En México, el gobierno de Andrés Manuel López Obrador y ahora Claudia Sheinbaum, representa un modelo de progresismo parcialmente reformista de continuidad post neoliberal y subordinado al imperialismo, que desde 2019 mantiene una política migratoria, energética, territorial y de seguridad militarizada en colaboración con Estados Unidos. Aunque la 4T plantea la defensa de la soberanía nacional, en los hechos ha consolidado una política nacionalista-autoritaria de contención y orden social con alineamiento estratégico con Washington, compatible con las necesidades del capital transnacional.

El respaldo popular a la 4T no es sólo un fenómeno electoral o pasivo, sino el resultado de un proyecto de hegemonía en disputa, que combina elementos de consenso y coerción. Morena ha canalizado demandas sociales postergadas mediante una narrativa de regeneración nacional, reforzada por medidas como aumentos al salario mínimo, la Ley Silla y programas sociales que han generado identificación en amplios sectores populares. A esto se suma el discurso ideológico del “humanismo mexicano” y el lema “primero los pobres”, que busca contraponer una vía de cambio pacífico (electoral) a todo camino de lucha radicalizada o de confrontación sistémica (incluyendo la vía armada identificada con las guerrillas) y deslegitimado desde el poder. En ese marco, la llegada de Claudia Sheinbaum a la presidencia —como mujer de trayectoria académica y de izquierda— es presentada como parte de una transformación histórica que haría innecesaria la confrontación radical. Al mismo tiempo, la 4T consolida un bloque en el poder que refuerza el control territorial, militar y político del aparato estatal, articulando esa acumulación con una reconstrucción del prestigio de las Fuerzas Armadas, presentadas como portadoras de un nuevo consenso institucional que naturaliza su papel central en la vida civil, la seguridad interna y la conducción del Estado.

• _Extractos de datos_:
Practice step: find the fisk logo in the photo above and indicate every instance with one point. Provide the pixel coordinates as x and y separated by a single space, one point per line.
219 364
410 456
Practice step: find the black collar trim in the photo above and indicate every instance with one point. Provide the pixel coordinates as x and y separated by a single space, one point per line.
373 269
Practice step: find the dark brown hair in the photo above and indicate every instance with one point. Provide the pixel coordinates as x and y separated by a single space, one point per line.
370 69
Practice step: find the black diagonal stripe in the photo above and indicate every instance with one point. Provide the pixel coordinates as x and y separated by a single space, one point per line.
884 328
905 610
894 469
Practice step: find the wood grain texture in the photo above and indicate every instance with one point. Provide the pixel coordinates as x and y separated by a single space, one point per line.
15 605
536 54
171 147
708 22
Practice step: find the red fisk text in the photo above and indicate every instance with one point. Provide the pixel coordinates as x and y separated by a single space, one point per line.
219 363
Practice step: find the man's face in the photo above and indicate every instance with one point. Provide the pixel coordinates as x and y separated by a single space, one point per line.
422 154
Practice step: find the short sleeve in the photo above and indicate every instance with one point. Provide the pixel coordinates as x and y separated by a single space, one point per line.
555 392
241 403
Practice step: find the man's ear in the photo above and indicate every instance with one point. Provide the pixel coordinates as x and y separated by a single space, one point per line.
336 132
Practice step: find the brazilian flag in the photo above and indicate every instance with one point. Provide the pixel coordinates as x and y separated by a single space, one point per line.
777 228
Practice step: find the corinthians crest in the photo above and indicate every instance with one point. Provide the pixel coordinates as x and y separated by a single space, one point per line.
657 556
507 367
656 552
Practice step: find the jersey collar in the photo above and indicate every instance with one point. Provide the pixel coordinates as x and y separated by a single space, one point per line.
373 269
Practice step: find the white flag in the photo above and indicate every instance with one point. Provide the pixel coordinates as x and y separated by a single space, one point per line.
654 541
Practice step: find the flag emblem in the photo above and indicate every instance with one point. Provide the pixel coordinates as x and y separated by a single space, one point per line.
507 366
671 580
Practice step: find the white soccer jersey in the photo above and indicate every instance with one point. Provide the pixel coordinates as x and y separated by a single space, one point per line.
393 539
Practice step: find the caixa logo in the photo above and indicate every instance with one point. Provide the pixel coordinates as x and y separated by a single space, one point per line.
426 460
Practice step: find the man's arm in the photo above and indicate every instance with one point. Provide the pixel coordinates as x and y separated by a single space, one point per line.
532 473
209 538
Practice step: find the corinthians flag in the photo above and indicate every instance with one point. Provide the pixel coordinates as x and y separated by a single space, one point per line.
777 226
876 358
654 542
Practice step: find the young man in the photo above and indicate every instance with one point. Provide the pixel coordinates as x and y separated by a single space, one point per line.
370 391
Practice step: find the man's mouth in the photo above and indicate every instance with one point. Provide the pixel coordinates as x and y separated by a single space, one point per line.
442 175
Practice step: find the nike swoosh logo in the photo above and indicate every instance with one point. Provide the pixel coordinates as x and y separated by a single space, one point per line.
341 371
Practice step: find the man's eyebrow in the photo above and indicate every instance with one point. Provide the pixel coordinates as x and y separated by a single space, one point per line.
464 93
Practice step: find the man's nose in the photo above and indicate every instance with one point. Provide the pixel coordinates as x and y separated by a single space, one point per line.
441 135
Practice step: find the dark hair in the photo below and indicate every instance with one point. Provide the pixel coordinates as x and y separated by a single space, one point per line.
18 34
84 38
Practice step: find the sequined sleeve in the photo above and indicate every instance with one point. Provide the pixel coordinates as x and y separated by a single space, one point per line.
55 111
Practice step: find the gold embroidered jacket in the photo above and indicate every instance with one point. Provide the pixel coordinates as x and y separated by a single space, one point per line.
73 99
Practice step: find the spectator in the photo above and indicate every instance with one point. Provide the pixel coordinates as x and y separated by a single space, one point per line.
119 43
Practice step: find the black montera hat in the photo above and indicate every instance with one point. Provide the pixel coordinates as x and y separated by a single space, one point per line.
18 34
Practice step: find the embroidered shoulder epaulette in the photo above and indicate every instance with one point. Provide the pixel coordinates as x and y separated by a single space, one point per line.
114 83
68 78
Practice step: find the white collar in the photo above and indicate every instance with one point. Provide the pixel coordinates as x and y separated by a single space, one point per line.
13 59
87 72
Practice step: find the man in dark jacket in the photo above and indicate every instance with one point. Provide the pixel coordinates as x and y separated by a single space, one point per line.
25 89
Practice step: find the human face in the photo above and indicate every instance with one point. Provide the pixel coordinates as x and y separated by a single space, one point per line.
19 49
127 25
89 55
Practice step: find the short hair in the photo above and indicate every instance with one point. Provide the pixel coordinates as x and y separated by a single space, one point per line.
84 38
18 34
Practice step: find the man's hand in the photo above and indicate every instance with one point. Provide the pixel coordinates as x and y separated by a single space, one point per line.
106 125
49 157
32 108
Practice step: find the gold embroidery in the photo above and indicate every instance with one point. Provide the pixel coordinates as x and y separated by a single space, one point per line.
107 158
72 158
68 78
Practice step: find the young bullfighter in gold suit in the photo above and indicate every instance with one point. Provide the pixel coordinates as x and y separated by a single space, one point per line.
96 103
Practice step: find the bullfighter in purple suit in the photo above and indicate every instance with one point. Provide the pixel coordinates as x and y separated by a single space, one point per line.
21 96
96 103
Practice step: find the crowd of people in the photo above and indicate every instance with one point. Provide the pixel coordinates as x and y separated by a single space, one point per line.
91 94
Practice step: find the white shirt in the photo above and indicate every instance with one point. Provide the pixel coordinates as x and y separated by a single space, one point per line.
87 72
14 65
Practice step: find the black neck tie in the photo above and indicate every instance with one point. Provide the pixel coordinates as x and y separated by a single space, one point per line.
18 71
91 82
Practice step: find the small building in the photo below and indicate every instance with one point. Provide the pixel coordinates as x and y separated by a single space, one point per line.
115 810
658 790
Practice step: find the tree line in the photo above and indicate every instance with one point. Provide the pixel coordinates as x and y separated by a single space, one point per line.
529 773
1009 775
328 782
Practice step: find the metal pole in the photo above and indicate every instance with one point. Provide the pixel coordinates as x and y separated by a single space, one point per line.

• _Problema planteado 1_: Traduce al inglés esta oración del texto sobre la 4T: "En ese marco, la llegada de Claudia Sheinbaum a la presidencia —como mujer de trayectoria académica y de izquierda— es presentada como parte de una transformación histórica que haría innecesaria la confrontación radical."
• _Problema planteado 2_: Resume en dos oraciones el texto sobre la 4T.
• _Problema planteado 3_: Reproduce sin cambios el pasaje del texto sobre la 4T que va desde "En México, el" hasta "del capital transnacional.".

• _Respuesta del ejercicio 1_: In that context, Claudia Sheinbaum's arrival to the presidency—as a woman with an academic and leftist background—is presented as part of a historic transformation that would make radical confrontation unnecessary.

• _Respuesta del ejercicio 2_: Los gobiernos de López Obrador y Sheinbaum representan un progresismo parcialmente reformista subordinado al imperialismo, con una política migratoria, energética, territorial y de seguridad militarizada en colaboración con Estados Unidos. El respaldo popular a la 4T surge de un proyecto de hegemonía que combina consenso y coerción, apoyado en medidas como los aumentos al salario mínimo, los programas sociales y el discurso del "humanismo mexicano", mientras el gobierno refuerza el control territorial, militar y político del Estado y el prestigio de las Fuerzas Armadas.

• _Respuesta del ejercicio 3_:
En México, el gobierno de Andrés Manuel López Obrador y ahora Claudia Sheinbaum, representa un modelo de progresismo parcialmente reformista de continuidad post neoliberal y subordinado al imperialismo, que desde 2019 mantiene una política migratoria, energética, territorial y de seguridad militarizada en colaboración con Estados Unidos. Aunque la 4T plantea la defensa de la soberanía nacional, en los hechos ha consolidado una política nacionalista-autoritaria de contención y orden social con alineamiento estratégico con Washington, compatible con las necesidades del capital transnacional.